=== TASK INPUTS ===

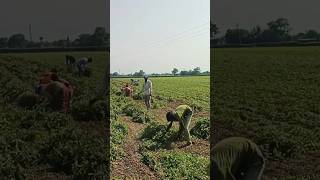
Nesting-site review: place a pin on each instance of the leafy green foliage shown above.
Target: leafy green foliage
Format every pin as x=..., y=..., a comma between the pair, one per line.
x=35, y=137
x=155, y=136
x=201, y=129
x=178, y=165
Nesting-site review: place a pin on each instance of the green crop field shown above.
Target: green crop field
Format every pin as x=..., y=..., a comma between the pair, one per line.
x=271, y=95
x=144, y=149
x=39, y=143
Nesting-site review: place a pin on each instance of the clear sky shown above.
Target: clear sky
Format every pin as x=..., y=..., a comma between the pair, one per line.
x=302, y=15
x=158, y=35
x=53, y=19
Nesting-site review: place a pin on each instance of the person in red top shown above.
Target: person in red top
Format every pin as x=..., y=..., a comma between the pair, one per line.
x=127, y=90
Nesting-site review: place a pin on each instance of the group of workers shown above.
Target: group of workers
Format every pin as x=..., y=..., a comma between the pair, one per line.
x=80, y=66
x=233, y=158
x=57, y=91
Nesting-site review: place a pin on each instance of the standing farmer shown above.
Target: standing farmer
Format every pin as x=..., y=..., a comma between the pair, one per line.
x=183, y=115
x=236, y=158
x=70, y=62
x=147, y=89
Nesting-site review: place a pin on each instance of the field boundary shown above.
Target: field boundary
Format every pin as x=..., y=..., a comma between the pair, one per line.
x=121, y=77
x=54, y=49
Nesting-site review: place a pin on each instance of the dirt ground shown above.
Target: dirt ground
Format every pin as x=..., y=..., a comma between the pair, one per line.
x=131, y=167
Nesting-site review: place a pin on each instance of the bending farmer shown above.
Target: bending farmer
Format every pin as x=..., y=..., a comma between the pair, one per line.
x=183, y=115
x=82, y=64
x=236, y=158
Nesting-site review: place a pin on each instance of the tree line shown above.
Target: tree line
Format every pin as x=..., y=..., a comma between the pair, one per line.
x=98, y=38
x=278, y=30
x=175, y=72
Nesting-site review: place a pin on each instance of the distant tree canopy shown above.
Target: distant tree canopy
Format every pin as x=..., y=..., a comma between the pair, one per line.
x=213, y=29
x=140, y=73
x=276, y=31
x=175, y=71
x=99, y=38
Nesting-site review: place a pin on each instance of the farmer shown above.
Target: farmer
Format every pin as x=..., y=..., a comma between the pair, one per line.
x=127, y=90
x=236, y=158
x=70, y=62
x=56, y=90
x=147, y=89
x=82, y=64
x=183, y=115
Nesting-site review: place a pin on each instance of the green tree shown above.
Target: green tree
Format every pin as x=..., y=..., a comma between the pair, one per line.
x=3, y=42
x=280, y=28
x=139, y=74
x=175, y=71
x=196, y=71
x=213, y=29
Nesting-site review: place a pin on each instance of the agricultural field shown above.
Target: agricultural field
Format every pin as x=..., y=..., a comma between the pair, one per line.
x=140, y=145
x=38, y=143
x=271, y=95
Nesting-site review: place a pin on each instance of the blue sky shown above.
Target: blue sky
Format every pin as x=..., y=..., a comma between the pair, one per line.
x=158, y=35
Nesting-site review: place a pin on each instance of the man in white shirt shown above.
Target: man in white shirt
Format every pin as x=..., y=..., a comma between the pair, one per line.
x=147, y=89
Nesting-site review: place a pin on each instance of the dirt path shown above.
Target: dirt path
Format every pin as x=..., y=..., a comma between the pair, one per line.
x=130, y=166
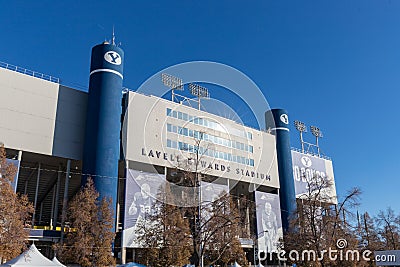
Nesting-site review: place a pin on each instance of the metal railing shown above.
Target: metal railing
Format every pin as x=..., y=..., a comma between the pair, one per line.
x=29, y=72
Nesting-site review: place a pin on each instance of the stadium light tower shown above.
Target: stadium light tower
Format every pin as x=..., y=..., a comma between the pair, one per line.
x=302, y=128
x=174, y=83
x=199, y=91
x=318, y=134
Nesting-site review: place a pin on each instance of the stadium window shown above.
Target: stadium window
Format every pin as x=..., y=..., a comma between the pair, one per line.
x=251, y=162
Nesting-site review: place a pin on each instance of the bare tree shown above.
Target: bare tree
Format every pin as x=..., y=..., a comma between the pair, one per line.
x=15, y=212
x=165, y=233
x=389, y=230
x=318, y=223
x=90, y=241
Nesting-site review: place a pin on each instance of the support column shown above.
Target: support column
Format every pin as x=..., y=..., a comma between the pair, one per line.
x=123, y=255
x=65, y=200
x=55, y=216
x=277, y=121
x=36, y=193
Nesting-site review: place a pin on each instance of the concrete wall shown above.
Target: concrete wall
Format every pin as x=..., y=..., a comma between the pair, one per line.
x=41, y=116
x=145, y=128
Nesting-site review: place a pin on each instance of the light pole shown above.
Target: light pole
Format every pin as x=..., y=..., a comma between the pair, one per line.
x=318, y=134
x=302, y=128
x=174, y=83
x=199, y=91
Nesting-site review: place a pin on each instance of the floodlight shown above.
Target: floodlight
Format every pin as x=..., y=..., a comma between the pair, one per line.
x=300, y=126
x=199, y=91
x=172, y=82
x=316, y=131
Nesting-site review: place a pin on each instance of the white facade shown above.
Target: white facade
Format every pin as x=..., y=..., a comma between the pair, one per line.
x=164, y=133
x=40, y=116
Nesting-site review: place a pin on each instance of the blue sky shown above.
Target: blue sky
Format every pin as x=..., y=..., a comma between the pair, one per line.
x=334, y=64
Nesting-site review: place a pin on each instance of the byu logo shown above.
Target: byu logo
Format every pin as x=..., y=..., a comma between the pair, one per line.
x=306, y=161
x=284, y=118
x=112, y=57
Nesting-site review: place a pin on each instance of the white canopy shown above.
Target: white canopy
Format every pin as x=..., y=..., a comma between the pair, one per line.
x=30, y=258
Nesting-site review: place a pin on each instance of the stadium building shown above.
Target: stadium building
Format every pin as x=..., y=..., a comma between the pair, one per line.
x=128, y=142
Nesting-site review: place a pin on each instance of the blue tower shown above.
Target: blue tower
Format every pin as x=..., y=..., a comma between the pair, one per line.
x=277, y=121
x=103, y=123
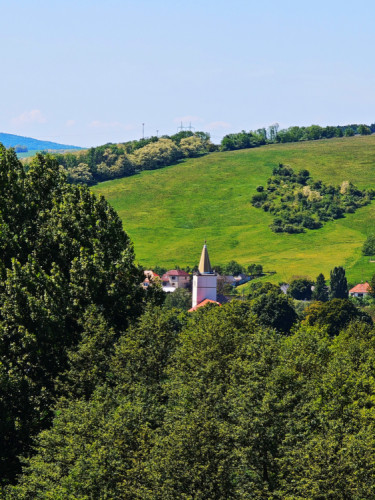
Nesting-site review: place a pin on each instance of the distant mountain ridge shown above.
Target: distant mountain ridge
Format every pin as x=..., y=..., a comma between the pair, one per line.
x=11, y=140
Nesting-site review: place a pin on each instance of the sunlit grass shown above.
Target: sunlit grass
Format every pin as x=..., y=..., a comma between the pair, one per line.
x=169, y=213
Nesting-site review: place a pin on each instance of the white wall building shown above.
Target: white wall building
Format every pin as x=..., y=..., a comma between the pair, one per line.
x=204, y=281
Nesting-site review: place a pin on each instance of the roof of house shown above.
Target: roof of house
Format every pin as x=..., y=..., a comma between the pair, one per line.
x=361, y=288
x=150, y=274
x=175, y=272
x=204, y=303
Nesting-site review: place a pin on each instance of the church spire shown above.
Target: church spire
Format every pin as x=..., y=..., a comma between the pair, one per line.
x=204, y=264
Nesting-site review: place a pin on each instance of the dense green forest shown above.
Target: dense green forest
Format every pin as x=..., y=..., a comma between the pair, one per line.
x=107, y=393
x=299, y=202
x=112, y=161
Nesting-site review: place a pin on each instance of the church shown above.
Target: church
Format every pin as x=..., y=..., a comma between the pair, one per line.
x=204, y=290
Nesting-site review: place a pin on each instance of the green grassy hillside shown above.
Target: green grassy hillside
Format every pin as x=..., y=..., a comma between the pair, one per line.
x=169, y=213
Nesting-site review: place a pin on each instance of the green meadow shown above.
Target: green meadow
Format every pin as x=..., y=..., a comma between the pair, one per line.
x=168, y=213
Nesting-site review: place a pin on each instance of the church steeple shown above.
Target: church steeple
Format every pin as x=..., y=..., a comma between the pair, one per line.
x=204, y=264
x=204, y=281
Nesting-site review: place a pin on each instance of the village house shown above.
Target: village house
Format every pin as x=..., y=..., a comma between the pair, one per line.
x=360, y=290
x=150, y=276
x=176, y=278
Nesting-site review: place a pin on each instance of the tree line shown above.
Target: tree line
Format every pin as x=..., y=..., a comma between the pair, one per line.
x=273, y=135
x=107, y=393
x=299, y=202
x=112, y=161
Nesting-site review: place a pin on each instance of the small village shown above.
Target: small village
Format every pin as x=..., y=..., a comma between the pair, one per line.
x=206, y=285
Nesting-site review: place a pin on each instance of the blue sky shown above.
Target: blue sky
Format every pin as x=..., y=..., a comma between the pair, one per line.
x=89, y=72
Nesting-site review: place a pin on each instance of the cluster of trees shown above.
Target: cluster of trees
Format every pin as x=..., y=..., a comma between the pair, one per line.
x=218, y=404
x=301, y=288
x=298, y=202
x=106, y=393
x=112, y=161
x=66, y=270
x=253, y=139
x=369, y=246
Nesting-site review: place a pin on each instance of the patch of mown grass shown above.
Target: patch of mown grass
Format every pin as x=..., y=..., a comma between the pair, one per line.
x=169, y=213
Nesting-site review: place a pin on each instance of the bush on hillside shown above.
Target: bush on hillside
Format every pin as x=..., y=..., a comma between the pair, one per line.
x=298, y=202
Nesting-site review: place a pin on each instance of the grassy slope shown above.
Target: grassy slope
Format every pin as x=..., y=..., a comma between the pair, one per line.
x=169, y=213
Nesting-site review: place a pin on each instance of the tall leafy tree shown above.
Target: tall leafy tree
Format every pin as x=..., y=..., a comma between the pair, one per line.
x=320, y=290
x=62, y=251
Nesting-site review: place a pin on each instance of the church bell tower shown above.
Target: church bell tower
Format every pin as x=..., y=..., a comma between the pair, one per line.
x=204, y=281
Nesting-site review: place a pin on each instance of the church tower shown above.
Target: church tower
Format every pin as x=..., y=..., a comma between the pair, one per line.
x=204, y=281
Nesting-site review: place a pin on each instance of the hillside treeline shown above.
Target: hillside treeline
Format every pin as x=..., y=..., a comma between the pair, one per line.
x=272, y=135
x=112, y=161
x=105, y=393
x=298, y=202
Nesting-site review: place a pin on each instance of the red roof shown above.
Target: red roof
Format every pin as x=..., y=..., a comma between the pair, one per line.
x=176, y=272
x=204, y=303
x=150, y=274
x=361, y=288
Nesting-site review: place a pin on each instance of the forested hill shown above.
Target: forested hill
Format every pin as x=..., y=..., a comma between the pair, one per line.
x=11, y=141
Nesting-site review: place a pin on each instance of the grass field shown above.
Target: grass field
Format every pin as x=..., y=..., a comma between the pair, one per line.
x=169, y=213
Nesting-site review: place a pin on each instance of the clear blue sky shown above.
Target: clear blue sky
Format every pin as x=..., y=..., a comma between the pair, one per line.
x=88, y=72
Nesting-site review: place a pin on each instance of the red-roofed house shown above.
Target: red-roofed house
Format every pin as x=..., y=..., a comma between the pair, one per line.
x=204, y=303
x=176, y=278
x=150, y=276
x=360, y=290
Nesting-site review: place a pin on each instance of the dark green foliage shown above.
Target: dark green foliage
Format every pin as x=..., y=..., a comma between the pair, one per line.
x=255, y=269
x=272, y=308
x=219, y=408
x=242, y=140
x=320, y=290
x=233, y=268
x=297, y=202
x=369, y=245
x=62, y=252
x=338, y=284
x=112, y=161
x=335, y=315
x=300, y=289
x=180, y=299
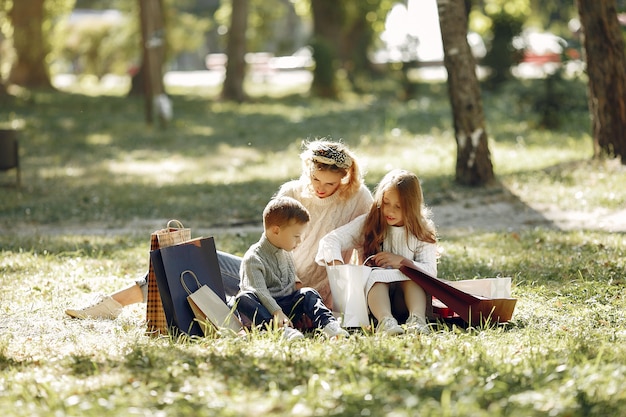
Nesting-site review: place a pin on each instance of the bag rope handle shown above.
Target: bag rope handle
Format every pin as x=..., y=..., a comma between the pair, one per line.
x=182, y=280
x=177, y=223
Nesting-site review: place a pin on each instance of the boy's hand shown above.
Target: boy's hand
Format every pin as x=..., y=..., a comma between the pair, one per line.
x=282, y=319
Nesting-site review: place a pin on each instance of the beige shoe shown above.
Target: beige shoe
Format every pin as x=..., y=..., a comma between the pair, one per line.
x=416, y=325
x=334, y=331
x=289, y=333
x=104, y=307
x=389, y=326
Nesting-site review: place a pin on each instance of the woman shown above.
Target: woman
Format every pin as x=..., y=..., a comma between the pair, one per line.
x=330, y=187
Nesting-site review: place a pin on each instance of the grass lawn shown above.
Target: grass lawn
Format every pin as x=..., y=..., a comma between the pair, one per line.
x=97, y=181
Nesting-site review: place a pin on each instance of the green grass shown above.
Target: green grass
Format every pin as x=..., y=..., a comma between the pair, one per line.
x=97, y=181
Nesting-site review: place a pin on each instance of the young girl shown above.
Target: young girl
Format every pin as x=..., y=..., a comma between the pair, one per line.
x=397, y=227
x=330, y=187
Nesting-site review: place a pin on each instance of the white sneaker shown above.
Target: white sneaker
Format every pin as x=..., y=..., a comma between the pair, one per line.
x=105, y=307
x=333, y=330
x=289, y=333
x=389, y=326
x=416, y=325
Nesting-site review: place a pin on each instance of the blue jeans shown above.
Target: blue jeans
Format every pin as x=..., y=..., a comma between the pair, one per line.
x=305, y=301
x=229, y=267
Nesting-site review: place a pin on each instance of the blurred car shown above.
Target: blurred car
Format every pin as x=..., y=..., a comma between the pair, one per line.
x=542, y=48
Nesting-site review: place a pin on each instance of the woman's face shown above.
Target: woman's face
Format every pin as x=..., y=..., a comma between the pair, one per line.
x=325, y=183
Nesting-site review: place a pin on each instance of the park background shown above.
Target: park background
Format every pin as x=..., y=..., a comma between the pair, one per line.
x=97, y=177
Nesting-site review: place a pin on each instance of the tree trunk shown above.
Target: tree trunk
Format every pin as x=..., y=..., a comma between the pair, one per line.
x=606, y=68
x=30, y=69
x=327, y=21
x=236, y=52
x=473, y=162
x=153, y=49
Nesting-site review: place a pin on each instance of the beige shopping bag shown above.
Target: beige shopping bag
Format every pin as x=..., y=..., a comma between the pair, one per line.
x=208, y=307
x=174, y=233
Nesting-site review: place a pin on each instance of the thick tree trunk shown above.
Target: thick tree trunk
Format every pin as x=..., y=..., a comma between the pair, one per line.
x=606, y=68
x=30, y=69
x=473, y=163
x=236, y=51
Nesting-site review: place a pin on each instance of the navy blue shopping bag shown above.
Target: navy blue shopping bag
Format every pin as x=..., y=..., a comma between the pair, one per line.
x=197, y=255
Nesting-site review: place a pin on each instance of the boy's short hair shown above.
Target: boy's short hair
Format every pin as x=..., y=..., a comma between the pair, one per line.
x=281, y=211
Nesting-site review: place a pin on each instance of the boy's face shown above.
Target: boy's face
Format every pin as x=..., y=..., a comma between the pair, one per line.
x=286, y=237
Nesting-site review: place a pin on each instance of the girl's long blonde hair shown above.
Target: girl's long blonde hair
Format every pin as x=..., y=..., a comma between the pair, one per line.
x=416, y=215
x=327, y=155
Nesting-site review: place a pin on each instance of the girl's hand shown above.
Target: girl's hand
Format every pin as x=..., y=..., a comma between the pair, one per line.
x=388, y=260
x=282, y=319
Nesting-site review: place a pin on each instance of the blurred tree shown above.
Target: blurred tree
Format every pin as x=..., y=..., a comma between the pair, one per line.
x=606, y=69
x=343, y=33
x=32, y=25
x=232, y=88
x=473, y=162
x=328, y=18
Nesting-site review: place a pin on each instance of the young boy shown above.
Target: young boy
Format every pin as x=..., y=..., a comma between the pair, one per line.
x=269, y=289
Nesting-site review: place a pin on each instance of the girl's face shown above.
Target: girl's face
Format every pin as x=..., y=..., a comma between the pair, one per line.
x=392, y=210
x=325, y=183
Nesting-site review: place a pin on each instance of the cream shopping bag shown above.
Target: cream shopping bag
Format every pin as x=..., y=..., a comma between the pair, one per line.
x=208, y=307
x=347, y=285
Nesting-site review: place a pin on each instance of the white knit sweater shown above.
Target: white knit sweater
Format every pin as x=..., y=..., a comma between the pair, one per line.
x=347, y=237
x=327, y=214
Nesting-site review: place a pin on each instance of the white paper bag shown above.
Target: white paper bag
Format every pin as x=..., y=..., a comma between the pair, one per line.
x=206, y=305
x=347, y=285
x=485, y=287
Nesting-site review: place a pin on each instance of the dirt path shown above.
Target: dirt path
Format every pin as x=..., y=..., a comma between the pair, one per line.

===

→ **TASK PROMPT**:
Only the lines from the start of the records to the line with "Target: bending farmer" belong in the copy. Print them exactly, minus pictures.

→ **FINISHED EXERCISE**:
Nesting-site review: place a pin on each instance of the leafy green foliage shown above.
Target: leafy green foliage
Format every pin as x=..., y=..., a comma between the pair, one per line.
x=35, y=137
x=155, y=136
x=201, y=129
x=178, y=165
Nesting-site review: place a pin on each instance of the green crop field shown above.
Target: green crop field
Format every pin as x=..., y=..., a comma between the pair, one per line.
x=271, y=95
x=144, y=149
x=39, y=143
Nesting-site review: place a pin on each instance of the clear sky shown above.
Target: clear sky
Format every pin as x=..., y=..., a comma between the pair, one per line.
x=302, y=15
x=158, y=35
x=53, y=19
Nesting-site review: place a pin on each instance of the person in red top shown above.
Target: person in red top
Format every pin as x=..., y=..., a comma between the pair, one per line.
x=127, y=90
Nesting-site review: place a pin on each instance of the group of workers shown above.
Target: group of workers
Format every pin as x=..., y=..., a comma between the pair, one per line.
x=80, y=66
x=233, y=158
x=57, y=91
Nesting-site review: place a pin on each instance of the standing farmer shown above.
Target: standing farmer
Format every pin as x=..., y=..., a comma between the pair, one per line.
x=183, y=115
x=236, y=158
x=70, y=62
x=147, y=89
Nesting-site review: place a pin on each instance of the field boundary shown above.
Target: field boundary
Format every pin as x=..., y=..., a comma between the pair, one per line.
x=121, y=77
x=54, y=49
Nesting-site review: place a pin on each instance of the dirt ground shown above.
Target: dirt ground
Format every pin as x=..., y=..., a comma between the pair, one per line.
x=131, y=167
Nesting-site review: place a pin on each instance of the bending farmer shown above.
Target: bending farmer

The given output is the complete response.